Исходный текст >>
◆ ◆ ◆ ◆ ◆

КОММЕНТАРИЙ. «Я ищу «смысла», но мне нужно не только понять «смысл»,






 

«Я… ищу «смысла», но мне нужно не только понять «смысл»,

мне нужно и реализовать его в полноте жизни. Современный

же мир ищет «благ» жизни, силы жизни, но не ищет «смысла».

Н.А.Бердяев

 

В качестве комментируемого фрагмента избран отрывок из книги Бердяева «Смысл творчества». О своей работе автор пишет следующим образом: «Моя религиозная философия, которая была вполне осознана и выражена лишь в книге “Смысл творчества”, отличалась от преобладающего течения. В основании ее лежали иные темы и проблемы, иной духовный опыт. Я, вероятно, более всех был сосредоточен на теме о человеке. Я был не столько теологом, сколько антропологом. Исходной была для меня интуиция о человеке, о свободе и творчестве, а не о Софии, не об освящении плоти мира, как для других». Почему я выбрал данную книгу и данный фрагмент? Ответ достаточно тривиален: кроме значимости данной книги в творчестве самого Бердяева мне просто интересна сама тема творчества, его смысл, а также связь творчества и свободы. Дело в том, что большинство людей либо не использует, либо не имеет вообще творческих способностей. Кроме того, творчество редко бывает понято современниками и далеко не всегда бывает понято потомками. И невольно задаешься вопросом: а зачем оно вообще надо?

Почему об этой книге говорят как об одной из самых важных в творчестве Бердяева? Дело в том, что Бердяев комплексно подошел к проблеме, поэтому книга содержит множество важных мыслей по смежным темам, да и сама тема творчества занимает важное место в философии Бердяева. Он так пишет об этом: «Проблема творчества занимает центральное место в моем мировоззрении. Человек был создан для того, чтобы стать в свою очередь творцом. Он признан к творческой работе в мире, он продолжает творение мира. Смысл и цель его жизни не сводятся к спасению. Творчество всегда есть переход от небытия к бытию, т. е. творение из ничего. Творчество из ничего есть творчество из свободы. Однако в отличие от Бога человек нуждается в материале, для того чтобы творить, и в творчество включается элемент, проистекающий из свободы человека». Автор отмечает, что данная книга является опытом антроподицеи, т.е. оправдания человека, причем оправдания через творчество.

Безусловно, ключевыми словами в данном отрывке являются «свобода» и «творчество». Но сначала было бы логично определить предмет самого разговора. Бердяев утверждает, что во всяком творческом акте есть абсолютная прибыль, прирост, т.е. творческий акт творит не из природы творящего, через убывание сил творящего, а из ничего. Таким образом получается, что всякий творческий акт по существу своему есть творчество из ничего, т.е. создание новой силы, а не изменение и перераспределение старой.

◆ ◆ ◆ ◆ ◆

Верните без изменений фрагмент комментария к книге Бердяева «Смысл творчества» между словами «Безусловно, ключевыми словами» и «и перераспределение старой.» включительно. Записи взяты из другого источника.

Записи >>
◆ ◆ ◆ ◆ ◆

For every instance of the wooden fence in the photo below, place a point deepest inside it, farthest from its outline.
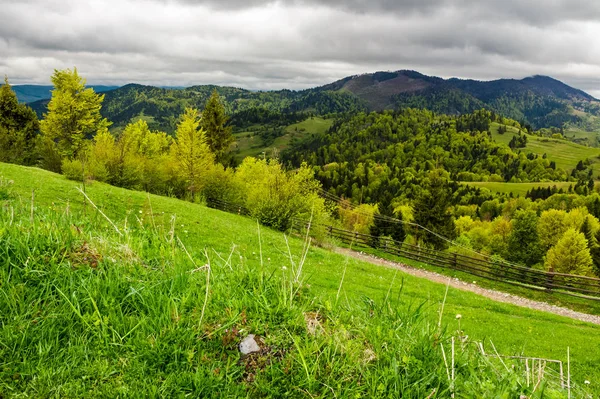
(477, 265)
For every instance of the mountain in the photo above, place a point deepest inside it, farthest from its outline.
(537, 101)
(161, 107)
(31, 93)
(540, 101)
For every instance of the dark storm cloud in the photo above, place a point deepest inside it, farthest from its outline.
(532, 11)
(297, 43)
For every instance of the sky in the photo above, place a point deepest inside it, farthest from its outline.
(295, 44)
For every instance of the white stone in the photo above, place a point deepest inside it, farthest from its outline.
(249, 345)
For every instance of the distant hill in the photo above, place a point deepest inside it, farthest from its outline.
(31, 93)
(540, 101)
(537, 101)
(161, 107)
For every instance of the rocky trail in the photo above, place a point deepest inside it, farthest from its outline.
(466, 286)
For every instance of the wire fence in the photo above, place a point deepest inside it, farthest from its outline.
(479, 265)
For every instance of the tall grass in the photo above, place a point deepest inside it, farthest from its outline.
(90, 310)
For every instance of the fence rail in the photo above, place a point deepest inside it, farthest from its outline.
(479, 266)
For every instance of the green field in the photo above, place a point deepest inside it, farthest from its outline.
(518, 188)
(249, 143)
(132, 322)
(565, 153)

◆ ◆ ◆ ◆ ◆

Ответ >>
Безусловно, ключевыми словами в данном отрывке являются «свобода» и «творчество». Но сначала было бы логично определить предмет самого разговора. Бердяев утверждает, что во всяком творческом акте есть абсолютная прибыль, прирост, т.е. творческий акт творит не из природы творящего, через убывание сил творящего, а из ничего. Таким образом получается, что всякий творческий акт по существу своему есть творчество из ничего, т.е. создание новой силы, а не изменение и перераспределение старой.